▸ **PASSAGE TO READ**
** START **

# Naming foals



## Tetrarch 1911 (21 June 2017)

Just out of curiosity, how do members go about choosing registered names for their babies? Do you look at the parents' names and hope inspiration strikes? Do you have a prefix plus name, or follow the dam's initial? Do you find it a real struggle or great fun?

When I bred shetlands I had my prefix and used the dam's initial, but a friend followed the alphabet and all names for that year begin with whatever letter was applicable.

It can be quite overwhelming!


----------



## Magicmadge (21 June 2017)

I have a prefix so something that goes with that, but all along I had names that I just liked for my two this year.  For a colt I had Teddy and Humphrey (humph) really suited him from the start. I  had Annie or Isla in mind for a filly then when we had the last one born a week ago I thought neither suited so I chose Evie as she's really feminine . If I were a stud breeding several every year I would probably have a system or year theme.


----------



## The Fuzzy Furry (21 June 2017)

I have a prefix, so every foal I bred had that prefix and a name starting with the same letter that the prefix started with.

** END **

▸ **SOURCE MATERIAL**
** START **

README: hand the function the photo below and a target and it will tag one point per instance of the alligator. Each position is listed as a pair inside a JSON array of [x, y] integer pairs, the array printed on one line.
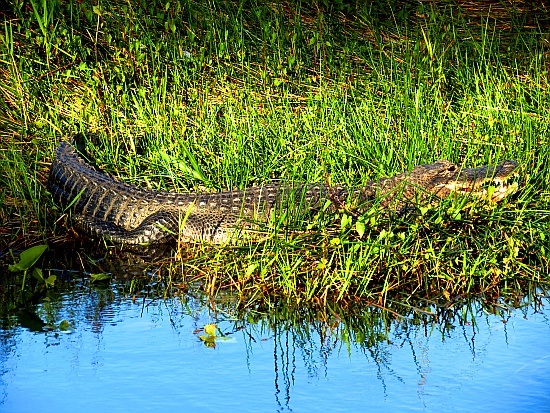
[[104, 206]]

** END **

▸ **DIRECTIONS**
a: In the thread about naming foals, what name did Magicmadge pick for the filly born a week before the post?
b: Reproduce the foal-naming thread word for word from "When I bred" up to and including "Magicmadge (21 June 2017)".
c: Give the name of every member who posted in the thread about naming foals.

▸ **RESULTS BY TASK**
a: Evie

b:
When I bred shetlands I had my prefix and used the dam's initial, but a friend followed the alphabet and all names for that year begin with whatever letter was applicable.

It can be quite overwhelming!


----------



## Magicmadge (21 June 2017)

c: Tetrarch 1911, Magicmadge, The Fuzzy Furry